Please copy out all lines of the entries that contain the word "raincoat".

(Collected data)
+---+
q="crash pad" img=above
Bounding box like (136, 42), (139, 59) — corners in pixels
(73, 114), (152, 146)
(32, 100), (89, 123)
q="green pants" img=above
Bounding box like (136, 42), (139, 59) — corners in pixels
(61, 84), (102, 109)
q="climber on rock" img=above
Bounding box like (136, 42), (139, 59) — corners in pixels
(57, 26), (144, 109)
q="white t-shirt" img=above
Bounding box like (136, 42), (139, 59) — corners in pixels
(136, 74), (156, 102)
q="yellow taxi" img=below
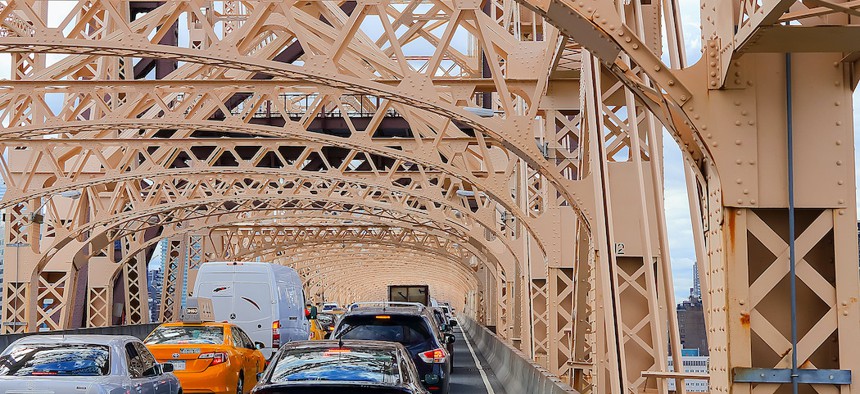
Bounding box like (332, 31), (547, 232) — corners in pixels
(144, 298), (266, 394)
(309, 318), (326, 340)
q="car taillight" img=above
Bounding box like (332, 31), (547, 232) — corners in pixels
(199, 352), (228, 366)
(418, 348), (447, 364)
(272, 321), (281, 347)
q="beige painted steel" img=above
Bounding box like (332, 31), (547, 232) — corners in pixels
(0, 1), (857, 394)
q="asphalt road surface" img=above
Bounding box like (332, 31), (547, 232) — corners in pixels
(449, 326), (506, 394)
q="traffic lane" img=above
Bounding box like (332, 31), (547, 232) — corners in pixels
(449, 327), (506, 394)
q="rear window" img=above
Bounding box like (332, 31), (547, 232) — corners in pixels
(145, 326), (224, 345)
(269, 347), (400, 384)
(336, 315), (432, 346)
(0, 344), (110, 376)
(318, 313), (337, 326)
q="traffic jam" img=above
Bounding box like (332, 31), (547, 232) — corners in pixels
(0, 262), (460, 394)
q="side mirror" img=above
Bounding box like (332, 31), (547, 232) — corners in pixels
(255, 341), (266, 350)
(449, 320), (458, 327)
(257, 372), (264, 382)
(161, 363), (174, 373)
(445, 334), (456, 344)
(423, 373), (441, 385)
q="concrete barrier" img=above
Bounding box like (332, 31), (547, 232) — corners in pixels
(461, 317), (578, 394)
(0, 323), (160, 353)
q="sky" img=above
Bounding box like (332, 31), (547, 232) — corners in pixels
(2, 1), (859, 302)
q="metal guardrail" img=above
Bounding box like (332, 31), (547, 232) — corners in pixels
(0, 323), (161, 353)
(460, 316), (578, 394)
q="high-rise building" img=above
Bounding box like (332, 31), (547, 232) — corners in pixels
(692, 261), (701, 300)
(677, 262), (708, 356)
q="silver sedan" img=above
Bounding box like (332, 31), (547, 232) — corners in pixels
(0, 334), (180, 394)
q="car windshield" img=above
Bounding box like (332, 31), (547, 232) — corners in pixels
(145, 326), (224, 345)
(336, 315), (432, 347)
(269, 347), (400, 384)
(0, 344), (110, 376)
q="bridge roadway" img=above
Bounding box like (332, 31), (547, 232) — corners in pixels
(450, 326), (507, 394)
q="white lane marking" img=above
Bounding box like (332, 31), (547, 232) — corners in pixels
(458, 323), (495, 394)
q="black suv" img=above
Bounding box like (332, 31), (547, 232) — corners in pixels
(332, 303), (454, 394)
(252, 340), (430, 394)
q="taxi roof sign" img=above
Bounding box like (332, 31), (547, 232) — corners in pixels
(180, 297), (215, 323)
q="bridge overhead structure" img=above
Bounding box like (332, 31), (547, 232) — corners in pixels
(0, 1), (857, 394)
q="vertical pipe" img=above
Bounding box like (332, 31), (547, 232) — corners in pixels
(784, 52), (799, 394)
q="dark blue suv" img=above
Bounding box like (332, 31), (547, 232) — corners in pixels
(332, 303), (453, 394)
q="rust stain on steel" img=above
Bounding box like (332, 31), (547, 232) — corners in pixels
(740, 311), (750, 328)
(727, 209), (737, 252)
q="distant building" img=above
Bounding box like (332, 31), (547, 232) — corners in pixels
(147, 239), (169, 322)
(668, 356), (709, 392)
(677, 262), (707, 356)
(147, 268), (163, 322)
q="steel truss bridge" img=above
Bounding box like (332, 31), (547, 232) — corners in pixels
(0, 0), (857, 393)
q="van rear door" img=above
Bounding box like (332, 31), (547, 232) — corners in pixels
(195, 271), (236, 323)
(231, 272), (274, 348)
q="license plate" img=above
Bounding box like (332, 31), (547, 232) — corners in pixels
(168, 360), (186, 371)
(180, 348), (200, 354)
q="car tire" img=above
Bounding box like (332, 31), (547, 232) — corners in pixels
(237, 373), (244, 394)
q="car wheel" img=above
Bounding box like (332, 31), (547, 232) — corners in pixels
(236, 373), (244, 394)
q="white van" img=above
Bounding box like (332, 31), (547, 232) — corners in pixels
(192, 262), (310, 358)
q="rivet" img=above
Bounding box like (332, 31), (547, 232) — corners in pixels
(836, 121), (842, 126)
(737, 199), (743, 204)
(842, 301), (849, 306)
(735, 140), (742, 145)
(743, 189), (749, 194)
(837, 140), (842, 145)
(654, 65), (661, 71)
(736, 159), (742, 165)
(734, 79), (741, 84)
(748, 121), (755, 125)
(835, 101), (841, 106)
(712, 142), (719, 147)
(750, 199), (756, 205)
(710, 71), (717, 77)
(632, 44), (639, 49)
(710, 81), (717, 87)
(838, 180), (844, 185)
(839, 199), (845, 204)
(707, 133), (713, 139)
(736, 178), (742, 184)
(668, 80), (675, 86)
(735, 120), (742, 126)
(625, 37), (632, 43)
(741, 110), (748, 116)
(837, 160), (843, 166)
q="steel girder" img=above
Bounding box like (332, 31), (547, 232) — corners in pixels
(0, 1), (857, 394)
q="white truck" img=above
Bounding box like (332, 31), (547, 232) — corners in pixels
(193, 262), (310, 358)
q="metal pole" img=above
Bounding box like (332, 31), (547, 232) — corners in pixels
(784, 51), (799, 394)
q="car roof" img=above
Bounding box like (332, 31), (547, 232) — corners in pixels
(280, 340), (406, 352)
(344, 306), (428, 316)
(11, 334), (138, 346)
(159, 321), (231, 327)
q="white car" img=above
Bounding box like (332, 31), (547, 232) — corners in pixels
(0, 334), (180, 394)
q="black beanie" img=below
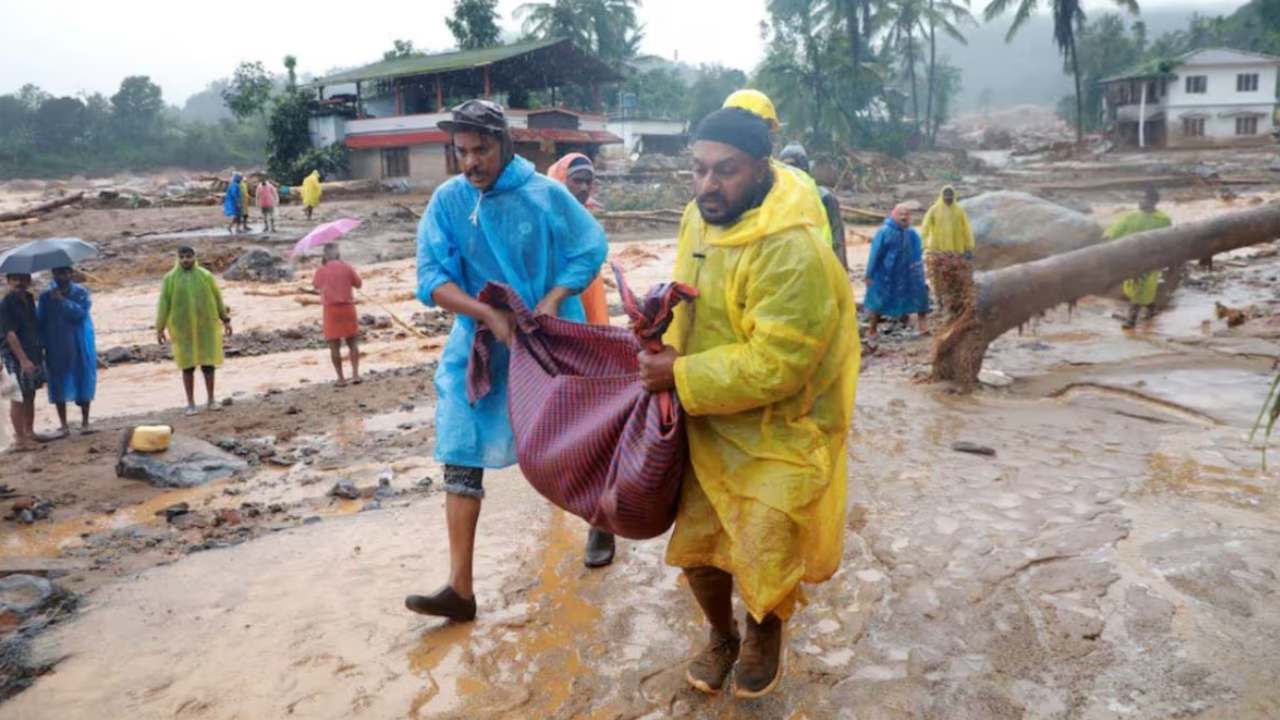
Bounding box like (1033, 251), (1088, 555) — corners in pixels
(694, 108), (772, 160)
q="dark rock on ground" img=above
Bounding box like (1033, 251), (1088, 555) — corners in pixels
(116, 436), (249, 488)
(223, 247), (294, 283)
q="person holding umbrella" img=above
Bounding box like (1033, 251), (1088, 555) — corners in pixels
(37, 267), (96, 436)
(312, 243), (362, 386)
(1, 273), (45, 451)
(0, 237), (98, 449)
(155, 246), (233, 415)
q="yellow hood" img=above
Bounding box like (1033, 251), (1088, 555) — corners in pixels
(681, 159), (825, 248)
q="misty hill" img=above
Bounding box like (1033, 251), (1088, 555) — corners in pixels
(939, 2), (1244, 110)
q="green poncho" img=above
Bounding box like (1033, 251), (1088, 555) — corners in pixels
(1105, 209), (1172, 306)
(155, 263), (229, 369)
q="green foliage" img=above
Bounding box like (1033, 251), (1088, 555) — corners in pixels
(618, 67), (687, 120)
(1071, 14), (1146, 131)
(446, 0), (502, 50)
(0, 78), (266, 179)
(110, 75), (165, 142)
(222, 61), (274, 120)
(517, 0), (643, 68)
(283, 56), (299, 91)
(288, 143), (349, 184)
(687, 65), (749, 127)
(384, 39), (425, 62)
(266, 91), (315, 183)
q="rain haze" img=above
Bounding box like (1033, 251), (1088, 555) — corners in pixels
(5, 0), (1280, 717)
(0, 0), (1244, 104)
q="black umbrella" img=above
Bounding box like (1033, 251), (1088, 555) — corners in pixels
(0, 237), (98, 275)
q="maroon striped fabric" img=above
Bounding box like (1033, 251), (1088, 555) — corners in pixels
(467, 265), (697, 539)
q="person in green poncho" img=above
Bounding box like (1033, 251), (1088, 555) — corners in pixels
(1106, 187), (1172, 329)
(155, 246), (233, 415)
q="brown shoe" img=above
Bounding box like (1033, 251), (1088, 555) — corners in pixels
(686, 625), (740, 694)
(734, 613), (784, 698)
(404, 585), (476, 622)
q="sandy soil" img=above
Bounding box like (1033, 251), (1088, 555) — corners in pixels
(2, 166), (1280, 718)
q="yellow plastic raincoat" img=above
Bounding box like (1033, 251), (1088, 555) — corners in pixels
(155, 263), (229, 370)
(920, 186), (975, 254)
(663, 164), (861, 622)
(300, 171), (322, 209)
(1107, 209), (1172, 306)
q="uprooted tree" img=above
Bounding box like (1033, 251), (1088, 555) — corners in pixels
(932, 202), (1280, 387)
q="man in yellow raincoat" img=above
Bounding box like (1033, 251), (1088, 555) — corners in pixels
(301, 170), (322, 220)
(920, 185), (975, 319)
(156, 246), (233, 415)
(1107, 187), (1172, 328)
(638, 107), (860, 699)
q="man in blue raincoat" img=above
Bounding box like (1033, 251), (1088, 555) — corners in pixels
(864, 203), (931, 343)
(37, 266), (96, 436)
(405, 100), (608, 622)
+---+
▸ Exercise result:
q="yellow plastic raincoat" img=above
q="man in yellow raincoat" img=above
q="man in blue raincoat" img=above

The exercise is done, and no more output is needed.